Requirement: Reproduce every row below verbatim, with no changes of any kind.

[Records of labeled points]
..............................
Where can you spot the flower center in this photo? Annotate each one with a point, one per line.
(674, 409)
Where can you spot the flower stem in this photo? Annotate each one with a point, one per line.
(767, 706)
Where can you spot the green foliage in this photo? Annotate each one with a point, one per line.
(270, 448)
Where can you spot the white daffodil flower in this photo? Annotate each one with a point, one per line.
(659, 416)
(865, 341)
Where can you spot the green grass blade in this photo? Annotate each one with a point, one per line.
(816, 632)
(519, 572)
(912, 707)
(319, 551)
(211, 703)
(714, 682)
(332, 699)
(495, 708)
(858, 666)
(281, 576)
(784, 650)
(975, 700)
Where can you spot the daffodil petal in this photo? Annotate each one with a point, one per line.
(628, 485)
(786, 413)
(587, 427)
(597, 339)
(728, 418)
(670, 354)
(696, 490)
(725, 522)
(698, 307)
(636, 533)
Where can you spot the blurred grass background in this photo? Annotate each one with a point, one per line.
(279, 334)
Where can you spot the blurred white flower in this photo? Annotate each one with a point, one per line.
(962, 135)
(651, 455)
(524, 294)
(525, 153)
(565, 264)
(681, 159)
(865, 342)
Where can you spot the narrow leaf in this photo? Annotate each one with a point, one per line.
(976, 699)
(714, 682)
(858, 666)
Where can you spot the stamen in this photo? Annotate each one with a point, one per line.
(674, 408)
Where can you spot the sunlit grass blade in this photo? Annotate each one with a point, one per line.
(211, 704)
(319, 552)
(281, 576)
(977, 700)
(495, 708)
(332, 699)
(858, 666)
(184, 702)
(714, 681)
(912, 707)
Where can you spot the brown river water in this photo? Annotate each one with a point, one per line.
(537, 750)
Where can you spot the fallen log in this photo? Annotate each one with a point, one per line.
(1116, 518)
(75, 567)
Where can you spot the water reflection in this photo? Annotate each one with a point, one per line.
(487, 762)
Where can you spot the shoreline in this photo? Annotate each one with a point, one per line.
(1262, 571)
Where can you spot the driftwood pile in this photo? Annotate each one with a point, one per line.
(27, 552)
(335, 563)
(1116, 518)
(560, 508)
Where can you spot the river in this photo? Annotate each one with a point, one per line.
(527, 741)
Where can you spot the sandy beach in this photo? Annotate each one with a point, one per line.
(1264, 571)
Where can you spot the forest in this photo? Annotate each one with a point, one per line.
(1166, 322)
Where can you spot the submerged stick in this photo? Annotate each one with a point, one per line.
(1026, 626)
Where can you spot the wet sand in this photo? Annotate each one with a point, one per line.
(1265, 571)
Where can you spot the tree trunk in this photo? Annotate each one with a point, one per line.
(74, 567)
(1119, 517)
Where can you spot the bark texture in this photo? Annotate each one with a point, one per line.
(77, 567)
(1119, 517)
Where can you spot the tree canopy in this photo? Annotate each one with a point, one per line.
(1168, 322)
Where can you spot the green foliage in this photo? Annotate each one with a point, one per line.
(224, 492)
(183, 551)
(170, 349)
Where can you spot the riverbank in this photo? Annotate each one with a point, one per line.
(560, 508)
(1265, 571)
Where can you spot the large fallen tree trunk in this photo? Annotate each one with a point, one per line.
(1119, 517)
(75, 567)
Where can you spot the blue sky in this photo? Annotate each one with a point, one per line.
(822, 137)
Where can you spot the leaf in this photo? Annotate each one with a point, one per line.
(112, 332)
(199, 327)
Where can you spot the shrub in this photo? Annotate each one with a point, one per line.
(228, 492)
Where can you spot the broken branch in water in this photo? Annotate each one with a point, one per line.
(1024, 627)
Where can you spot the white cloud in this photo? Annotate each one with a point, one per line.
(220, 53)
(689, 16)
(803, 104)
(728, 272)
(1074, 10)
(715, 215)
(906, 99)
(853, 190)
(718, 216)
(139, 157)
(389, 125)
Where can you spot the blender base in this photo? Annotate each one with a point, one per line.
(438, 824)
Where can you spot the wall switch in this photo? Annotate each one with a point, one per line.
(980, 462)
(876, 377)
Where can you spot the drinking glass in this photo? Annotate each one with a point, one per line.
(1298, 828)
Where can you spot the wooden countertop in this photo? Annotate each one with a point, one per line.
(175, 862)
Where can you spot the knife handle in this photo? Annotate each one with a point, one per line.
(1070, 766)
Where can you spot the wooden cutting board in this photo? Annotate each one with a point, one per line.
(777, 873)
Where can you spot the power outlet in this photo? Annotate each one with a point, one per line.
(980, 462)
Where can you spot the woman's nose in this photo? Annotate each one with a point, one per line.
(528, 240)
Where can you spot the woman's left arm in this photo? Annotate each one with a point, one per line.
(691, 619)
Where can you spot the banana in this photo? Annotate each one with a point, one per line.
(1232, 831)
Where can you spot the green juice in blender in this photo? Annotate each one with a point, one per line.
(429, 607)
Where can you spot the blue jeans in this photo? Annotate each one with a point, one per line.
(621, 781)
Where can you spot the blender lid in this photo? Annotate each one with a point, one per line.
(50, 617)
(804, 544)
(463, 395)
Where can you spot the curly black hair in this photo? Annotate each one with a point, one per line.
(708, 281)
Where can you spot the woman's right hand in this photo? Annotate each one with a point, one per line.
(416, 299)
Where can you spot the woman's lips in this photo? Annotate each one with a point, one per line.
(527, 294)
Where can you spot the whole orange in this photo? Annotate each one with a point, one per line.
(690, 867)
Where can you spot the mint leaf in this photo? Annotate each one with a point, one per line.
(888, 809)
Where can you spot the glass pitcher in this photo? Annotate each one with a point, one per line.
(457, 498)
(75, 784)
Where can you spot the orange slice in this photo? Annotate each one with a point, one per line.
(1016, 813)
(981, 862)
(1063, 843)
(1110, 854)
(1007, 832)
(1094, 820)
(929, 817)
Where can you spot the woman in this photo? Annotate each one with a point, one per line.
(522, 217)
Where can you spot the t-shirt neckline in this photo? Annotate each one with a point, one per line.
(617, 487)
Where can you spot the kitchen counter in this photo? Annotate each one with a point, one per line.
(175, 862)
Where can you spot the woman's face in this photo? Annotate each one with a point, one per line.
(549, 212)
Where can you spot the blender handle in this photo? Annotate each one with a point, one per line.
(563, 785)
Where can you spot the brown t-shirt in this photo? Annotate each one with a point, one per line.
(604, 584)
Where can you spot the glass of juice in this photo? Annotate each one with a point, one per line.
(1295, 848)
..............................
Answer in full:
Where can you spot the flower center in this photo? Annotate each one with a point, one per line.
(674, 409)
Where can you spot the flower stem in this photo? Annotate each one with a point, one per line.
(767, 706)
Where can you spot the green foliage in this photo? Annotate each one with a point, one per line.
(270, 448)
Where can you spot the white daffodil flower in this photo? Annotate each one with a point, one per line.
(659, 416)
(865, 341)
Where can you spot the green grass blade in this photo? Annotate each one with a point, one per line.
(816, 632)
(519, 572)
(912, 707)
(319, 551)
(211, 703)
(714, 682)
(332, 699)
(495, 708)
(858, 666)
(281, 576)
(784, 650)
(975, 700)
Where can you spot the daffodil petal in this photo? Annotate each one with a point, one per line.
(628, 485)
(786, 413)
(587, 427)
(597, 339)
(728, 418)
(670, 354)
(696, 490)
(725, 522)
(698, 307)
(636, 533)
Where can you spot the blurred grass background in this photo? Annotate each one with a point, one per line.
(279, 334)
Where can you spot the blurred white flower in this photo? Annotate each one with a point, one per line.
(962, 135)
(651, 455)
(524, 294)
(525, 153)
(565, 264)
(681, 159)
(865, 342)
Where can you spot the narrow leaf in this photo? Annotate each one with a point, one per line.
(976, 699)
(714, 682)
(858, 666)
Where can you spot the stamen in this photo? Annotate each one with a point, one per line.
(674, 408)
Where can you spot the sunlit grass blade in this photo? Annotate each one with a point, one per line.
(211, 704)
(319, 552)
(281, 576)
(977, 700)
(495, 708)
(332, 699)
(858, 666)
(184, 702)
(714, 681)
(912, 707)
Where can you spot the brown river water in this photo? Annotate each one with a point, one per line.
(537, 750)
Where can you spot the fallen log in this photo? Annotate each one with a point, one per line.
(1116, 518)
(75, 567)
Where can you spot the water reflection in this photo? Annotate each one with a point, one per line.
(487, 762)
Where can you spot the shoreline in this photo? Annotate each one with a point, one per line.
(1262, 571)
Where can you spot the driftwood pile in this photo? Annotate each one with a point, one per line.
(27, 552)
(335, 563)
(1116, 518)
(560, 508)
Where can you spot the river in this photo? Annotate each one with a point, one per line.
(527, 741)
Where can you spot the sandy beach in this photo? Annotate each one with a point, one per line.
(1264, 571)
Where can you spot the forest in this photo? Annotate each one with a point, one per line.
(1166, 322)
Where can you spot the submerged stick in this photo? Annotate each one with a point, one per line.
(1026, 626)
Where can you spot the wet sand in this photo? Annotate each one with a point, one per line.
(1265, 571)
Where can you spot the tree trunk in this photo? Annotate each one with a point, one per line.
(74, 567)
(1119, 517)
Where can you spot the bark texture in this photo? Annotate each one with a point, one per line.
(77, 567)
(1119, 517)
Where can you spot the tree canopy in this photo? Annotate each one with a point, one per line.
(1168, 322)
Where can you spot the green foliage in this photo? Annotate each one with a point, one per line.
(224, 492)
(183, 551)
(170, 349)
Where can you spot the riverbank in this photo? Annotate each one with a point, one per line.
(560, 508)
(1265, 571)
Where can you spot the large fallen tree trunk in this photo? Annotate each one with a point, one per line.
(1119, 517)
(75, 567)
Where can you spot the blue sky in this photo? Annotate each one with a point, one per line.
(822, 137)
Where can you spot the leaf in this photo? Annotate each one with a point, one per line.
(112, 332)
(199, 327)
Where can you spot the shrub in this photo? Annotate each one with a point, one per line.
(228, 492)
Where can you spot the broken branch in water in this photo? Annotate each one with a point, one per line.
(1024, 627)
Where can you spot the white cloud in this photo? Annotate each one with a point, one per line.
(220, 53)
(689, 16)
(803, 104)
(728, 272)
(1074, 10)
(715, 215)
(906, 99)
(853, 190)
(718, 216)
(139, 157)
(389, 125)
Where can you spot the blender base in this photo? Annotate each one with a point, one per line.
(438, 824)
Where can you spot the wall switch in this photo? Annotate each one with a point, one per line.
(980, 462)
(876, 377)
Where can you spot the drinking glass in this photo? Annotate each one with a point, one per line.
(1298, 828)
Where can you spot the wooden countertop in this photo? Annotate each one with a point, one per line.
(175, 862)
Where can you spot the knife handle in this photo? Annotate each one with a point, one per line.
(1070, 766)
Where can you spot the wooden cutting board in this photo? Annotate each one with a point, one per line.
(777, 873)
Where can you spot the power outlet in this photo? Annotate each one with a point, one per line.
(980, 462)
Where can you spot the woman's nose in this photo? Annotate each one with a point, one per line.
(528, 240)
Where can you spot the woman's left arm in this photo? Annotate each one with a point, one per line.
(691, 619)
Where can you spot the banana in this photo? Annotate each one with a point, one per line.
(1232, 831)
Where can you spot the green juice in blender in this photo? Annotate each one with a point, one per line.
(429, 607)
Where can you spot the blue jeans in this photo? Annotate each one with a point, one per line.
(621, 781)
Where can you spot the blender lid in this photo? Annotate each one with a point, one per line.
(50, 617)
(804, 544)
(463, 395)
Where can you spot the curly black hair in this photo? Annotate each one with a point, one per line.
(708, 281)
Where can you spot the woman's right hand in this photo? Annotate each one with a point, one per line.
(416, 299)
Where can you spot the woman's lips in this photo? Annotate each one with a point, one per line.
(527, 294)
Where can you spot the whole orange in this photo? Annotate each one with a point, one per line.
(690, 867)
Where can you spot the mint leaf in this photo? Annotate each one with a point, one per line.
(888, 809)
Where can you spot the glass pitcher in this photo? Annotate each one with a point, one per line.
(457, 498)
(75, 784)
Where can you spot the orange slice in this photo? Annotate each one with a point, one per line.
(1016, 813)
(981, 862)
(1063, 843)
(1110, 854)
(1007, 832)
(1094, 820)
(929, 817)
Where can you spot the woman in this photo? Annotate each one with a point, one per line.
(522, 217)
Where can you spot the t-shirt neckline in this photo? Annotate each one with a point, one per line.
(617, 487)
Where can you spot the kitchen counter in this photo? Annotate each one with a point, one per line.
(175, 862)
Where can you spot the woman's face in this photo? Annotate each one with a point, one per line.
(549, 212)
Where can you spot the blender handle in this photo? Annotate each one with a point, one per line.
(563, 785)
Where can you spot the brown t-shirt in this photo? Annotate each one with a point, one per line.
(604, 584)
Where can you spot the glass of juice in this photo? Annotate each one with a point, one per line.
(1295, 848)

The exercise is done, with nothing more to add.